• [Exercise goal]: Rewrite the data below with every "keypoint" changed to "marker", keeping everything else the same.

####################

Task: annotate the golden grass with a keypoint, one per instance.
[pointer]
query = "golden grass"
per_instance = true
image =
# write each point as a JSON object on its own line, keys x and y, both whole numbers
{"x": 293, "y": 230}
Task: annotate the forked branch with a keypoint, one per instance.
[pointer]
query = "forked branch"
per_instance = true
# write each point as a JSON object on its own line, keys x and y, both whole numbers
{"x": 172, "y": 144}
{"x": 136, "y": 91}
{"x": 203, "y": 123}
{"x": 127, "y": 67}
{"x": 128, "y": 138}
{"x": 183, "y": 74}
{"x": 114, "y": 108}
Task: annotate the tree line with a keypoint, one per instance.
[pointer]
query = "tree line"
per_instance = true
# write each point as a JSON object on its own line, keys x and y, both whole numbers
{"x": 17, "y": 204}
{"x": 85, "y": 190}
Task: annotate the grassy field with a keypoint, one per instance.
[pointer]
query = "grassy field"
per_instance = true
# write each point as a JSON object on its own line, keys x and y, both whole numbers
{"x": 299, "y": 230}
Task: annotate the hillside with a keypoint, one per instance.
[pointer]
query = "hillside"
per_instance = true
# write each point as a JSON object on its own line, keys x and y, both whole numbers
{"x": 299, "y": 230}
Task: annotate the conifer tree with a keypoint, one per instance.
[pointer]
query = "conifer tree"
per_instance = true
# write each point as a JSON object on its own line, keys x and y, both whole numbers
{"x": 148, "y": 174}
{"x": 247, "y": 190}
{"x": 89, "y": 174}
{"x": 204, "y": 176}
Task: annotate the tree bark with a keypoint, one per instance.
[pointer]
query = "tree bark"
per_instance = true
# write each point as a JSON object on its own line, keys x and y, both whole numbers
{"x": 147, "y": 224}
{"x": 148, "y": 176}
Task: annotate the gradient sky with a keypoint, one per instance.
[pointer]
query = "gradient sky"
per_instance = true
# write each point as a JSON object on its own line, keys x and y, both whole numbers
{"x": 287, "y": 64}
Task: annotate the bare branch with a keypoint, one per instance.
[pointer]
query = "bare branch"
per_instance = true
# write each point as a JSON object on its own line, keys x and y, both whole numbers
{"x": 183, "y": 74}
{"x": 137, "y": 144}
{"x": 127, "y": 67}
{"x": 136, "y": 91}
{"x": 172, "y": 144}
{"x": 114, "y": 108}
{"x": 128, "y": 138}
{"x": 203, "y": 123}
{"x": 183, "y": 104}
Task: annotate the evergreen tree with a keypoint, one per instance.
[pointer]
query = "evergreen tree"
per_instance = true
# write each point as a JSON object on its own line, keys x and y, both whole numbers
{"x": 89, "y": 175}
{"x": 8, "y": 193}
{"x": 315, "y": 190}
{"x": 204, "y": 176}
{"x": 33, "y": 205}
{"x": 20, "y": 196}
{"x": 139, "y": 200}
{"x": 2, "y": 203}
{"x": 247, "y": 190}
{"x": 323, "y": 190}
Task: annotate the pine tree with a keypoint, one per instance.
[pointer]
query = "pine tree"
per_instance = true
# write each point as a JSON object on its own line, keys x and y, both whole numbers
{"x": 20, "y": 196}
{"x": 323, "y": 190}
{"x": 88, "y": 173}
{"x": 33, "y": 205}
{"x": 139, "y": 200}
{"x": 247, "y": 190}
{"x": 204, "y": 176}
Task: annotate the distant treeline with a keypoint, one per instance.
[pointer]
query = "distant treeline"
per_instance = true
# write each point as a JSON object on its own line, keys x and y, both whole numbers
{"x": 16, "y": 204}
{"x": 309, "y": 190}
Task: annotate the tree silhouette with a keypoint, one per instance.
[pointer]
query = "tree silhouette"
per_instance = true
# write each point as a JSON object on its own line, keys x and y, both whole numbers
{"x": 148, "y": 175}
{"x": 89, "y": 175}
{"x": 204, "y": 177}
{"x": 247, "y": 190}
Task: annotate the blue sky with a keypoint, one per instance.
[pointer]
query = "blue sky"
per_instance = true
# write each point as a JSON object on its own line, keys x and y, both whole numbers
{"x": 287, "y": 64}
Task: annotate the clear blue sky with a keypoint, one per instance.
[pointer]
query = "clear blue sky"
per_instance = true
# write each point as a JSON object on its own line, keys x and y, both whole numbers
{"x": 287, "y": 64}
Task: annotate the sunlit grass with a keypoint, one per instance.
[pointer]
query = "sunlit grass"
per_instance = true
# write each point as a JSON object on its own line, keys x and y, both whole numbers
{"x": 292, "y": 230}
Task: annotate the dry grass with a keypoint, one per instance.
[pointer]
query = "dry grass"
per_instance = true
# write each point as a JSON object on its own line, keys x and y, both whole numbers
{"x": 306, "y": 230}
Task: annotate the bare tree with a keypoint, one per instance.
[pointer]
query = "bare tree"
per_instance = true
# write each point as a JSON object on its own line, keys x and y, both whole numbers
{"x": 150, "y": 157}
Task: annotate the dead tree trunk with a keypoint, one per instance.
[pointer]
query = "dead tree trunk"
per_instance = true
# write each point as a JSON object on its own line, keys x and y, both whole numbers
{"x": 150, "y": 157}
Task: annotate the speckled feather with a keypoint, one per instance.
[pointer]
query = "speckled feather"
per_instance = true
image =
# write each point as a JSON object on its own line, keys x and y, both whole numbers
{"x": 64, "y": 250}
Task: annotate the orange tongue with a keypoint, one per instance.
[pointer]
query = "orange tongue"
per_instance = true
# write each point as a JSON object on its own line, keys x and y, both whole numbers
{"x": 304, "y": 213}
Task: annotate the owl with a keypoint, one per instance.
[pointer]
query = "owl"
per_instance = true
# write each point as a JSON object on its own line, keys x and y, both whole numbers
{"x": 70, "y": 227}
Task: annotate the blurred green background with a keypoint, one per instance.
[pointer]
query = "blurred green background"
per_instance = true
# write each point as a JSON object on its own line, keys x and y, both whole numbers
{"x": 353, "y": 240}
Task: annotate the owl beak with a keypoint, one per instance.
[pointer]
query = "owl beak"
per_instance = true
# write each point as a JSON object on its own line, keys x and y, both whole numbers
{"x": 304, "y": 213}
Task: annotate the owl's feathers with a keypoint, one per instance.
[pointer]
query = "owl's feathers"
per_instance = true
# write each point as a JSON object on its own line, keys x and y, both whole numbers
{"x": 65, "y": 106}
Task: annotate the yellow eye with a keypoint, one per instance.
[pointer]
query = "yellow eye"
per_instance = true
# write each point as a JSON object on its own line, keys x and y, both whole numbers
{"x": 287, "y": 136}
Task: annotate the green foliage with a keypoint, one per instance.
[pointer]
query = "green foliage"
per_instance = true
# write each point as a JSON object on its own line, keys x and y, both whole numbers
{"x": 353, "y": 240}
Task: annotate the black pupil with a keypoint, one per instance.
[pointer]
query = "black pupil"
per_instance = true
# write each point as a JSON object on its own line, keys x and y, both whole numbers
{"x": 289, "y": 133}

####################

• [In response]:
Task: annotate the golden grass with a marker, one per instance.
[pointer]
query = "golden grass"
per_instance = true
image =
# write each point as a JSON object on its own line, keys x and y, both whole numbers
{"x": 293, "y": 230}
Task: annotate the forked branch with a marker, one per instance.
[pointer]
query = "forked branch"
per_instance = true
# write each point as a JSON object on its own line, keys x and y, both whole numbers
{"x": 172, "y": 144}
{"x": 136, "y": 91}
{"x": 203, "y": 123}
{"x": 127, "y": 67}
{"x": 128, "y": 138}
{"x": 183, "y": 74}
{"x": 114, "y": 108}
Task: annotate the tree line with a marker, one per instance.
[pointer]
query = "tree line"
per_instance = true
# write each point as a JSON object on its own line, keys x and y, both whole numbers
{"x": 17, "y": 204}
{"x": 85, "y": 190}
Task: annotate the grassy field with a marker, one per instance.
[pointer]
query = "grassy field"
per_instance = true
# write each point as a JSON object on its own line, keys x and y, both whole numbers
{"x": 299, "y": 230}
Task: annotate the hillside with a marker, one per instance.
[pointer]
query = "hillside"
per_instance = true
# write each point as a JSON object on its own line, keys x and y, both whole numbers
{"x": 299, "y": 230}
Task: annotate the conifer tree with a marker, one per instance.
[pointer]
query = "conifer tree"
per_instance = true
# write each point as a JSON object on its own line, keys x and y, both whole numbers
{"x": 148, "y": 174}
{"x": 247, "y": 190}
{"x": 89, "y": 174}
{"x": 204, "y": 176}
Task: annotate the tree bark with a marker, one per instance.
[pointer]
query = "tree bark"
per_instance = true
# write each point as a JSON object on its own line, keys x and y, both whole numbers
{"x": 147, "y": 224}
{"x": 148, "y": 176}
Task: annotate the gradient sky with a marker, one per instance.
[pointer]
query = "gradient sky"
per_instance = true
# write each point as a JSON object on its own line, keys x and y, both whole numbers
{"x": 287, "y": 64}
Task: annotate the bare branch with a marker, one per instance.
[pointer]
query = "bare branch"
per_instance = true
# write each point as a JSON object on its own line, keys x and y, both whole numbers
{"x": 183, "y": 74}
{"x": 137, "y": 144}
{"x": 127, "y": 67}
{"x": 136, "y": 91}
{"x": 172, "y": 144}
{"x": 114, "y": 108}
{"x": 128, "y": 138}
{"x": 203, "y": 123}
{"x": 183, "y": 104}
Task: annotate the evergreen tree with a marker, one per instance.
[pointer]
query = "evergreen tree"
per_instance = true
# write each point as a JSON object on its own line, keys x and y, both whole numbers
{"x": 89, "y": 175}
{"x": 8, "y": 193}
{"x": 315, "y": 190}
{"x": 204, "y": 176}
{"x": 33, "y": 205}
{"x": 20, "y": 196}
{"x": 139, "y": 200}
{"x": 2, "y": 203}
{"x": 247, "y": 190}
{"x": 323, "y": 190}
Task: annotate the pine tree with a marker, one per instance.
[pointer]
query = "pine tree"
per_instance = true
# write each point as a JSON object on its own line, keys x and y, both whole numbers
{"x": 20, "y": 196}
{"x": 323, "y": 190}
{"x": 88, "y": 173}
{"x": 33, "y": 205}
{"x": 139, "y": 200}
{"x": 247, "y": 190}
{"x": 204, "y": 176}
Task: annotate the distant treeline with a marker, one per instance.
[pointer]
query = "distant treeline"
per_instance = true
# write each point as a JSON object on its own line, keys x and y, both whole numbers
{"x": 16, "y": 204}
{"x": 309, "y": 190}
Task: annotate the tree silhouette with a marker, one per instance.
[pointer]
query = "tree silhouette"
per_instance = true
# write each point as a JSON object on its own line, keys x and y, both whole numbers
{"x": 148, "y": 175}
{"x": 89, "y": 175}
{"x": 204, "y": 177}
{"x": 247, "y": 190}
Task: annotate the blue sky with a marker, one per instance.
[pointer]
query = "blue sky"
per_instance = true
# write each point as a JSON object on its own line, keys x and y, both whole numbers
{"x": 287, "y": 64}
Task: annotate the clear blue sky with a marker, one per instance.
[pointer]
query = "clear blue sky"
per_instance = true
# write each point as a JSON object on its own line, keys x and y, both whole numbers
{"x": 287, "y": 64}
Task: annotate the sunlit grass with a marker, one per instance.
[pointer]
query = "sunlit grass"
per_instance = true
# write each point as a JSON object on its own line, keys x and y, both whole numbers
{"x": 292, "y": 230}
Task: annotate the dry grass with a marker, one per instance.
[pointer]
query = "dry grass"
per_instance = true
# write each point as a JSON object on its own line, keys x and y, both whole numbers
{"x": 306, "y": 230}
Task: annotate the bare tree with a marker, one per instance.
[pointer]
query = "bare tree"
per_instance = true
# write each point as a JSON object on its own line, keys x and y, both whole numbers
{"x": 150, "y": 157}
Task: annotate the dead tree trunk with a marker, one per instance.
[pointer]
query = "dead tree trunk"
per_instance = true
# write each point as a JSON object on its own line, keys x and y, both whole numbers
{"x": 150, "y": 157}
Task: annotate the speckled feather with a marker, one per instance.
[pointer]
query = "speckled feather"
per_instance = true
image =
# write each point as a JSON object on its own line, keys x and y, both whole numbers
{"x": 64, "y": 250}
Task: annotate the orange tongue with a marker, one per instance.
[pointer]
query = "orange tongue"
per_instance = true
# write each point as a JSON object on its own line, keys x and y, both whole numbers
{"x": 304, "y": 213}
Task: annotate the owl with a marker, one per instance.
[pointer]
query = "owl"
per_instance = true
# write each point as a JSON object on its own line, keys x and y, both whole numbers
{"x": 70, "y": 227}
Task: annotate the blurred green background with a marker, one per instance.
[pointer]
query = "blurred green background"
per_instance = true
# write each point as a JSON object on its own line, keys x and y, both whole numbers
{"x": 353, "y": 240}
Task: annotate the owl beak with a marker, one per instance.
[pointer]
query = "owl beak"
per_instance = true
# write each point as a JSON object on its own line, keys x and y, both whole numbers
{"x": 304, "y": 213}
Task: annotate the owl's feathers with a marker, one per instance.
[pointer]
query = "owl's feathers"
per_instance = true
# write each point as a JSON object on its own line, keys x and y, both whole numbers
{"x": 65, "y": 106}
Task: annotate the yellow eye with a marker, one per instance.
[pointer]
query = "yellow eye"
per_instance = true
# write each point as a JSON object on its own line, keys x and y, both whole numbers
{"x": 287, "y": 136}
Task: annotate the green foliage with a marker, one per instance.
[pointer]
query = "green foliage"
per_instance = true
# write each point as a JSON object on its own line, keys x and y, both whole numbers
{"x": 353, "y": 240}
Task: annotate the black pupil with a marker, one per instance.
[pointer]
query = "black pupil"
per_instance = true
# write each point as a JSON object on its own line, keys x and y, both whole numbers
{"x": 289, "y": 133}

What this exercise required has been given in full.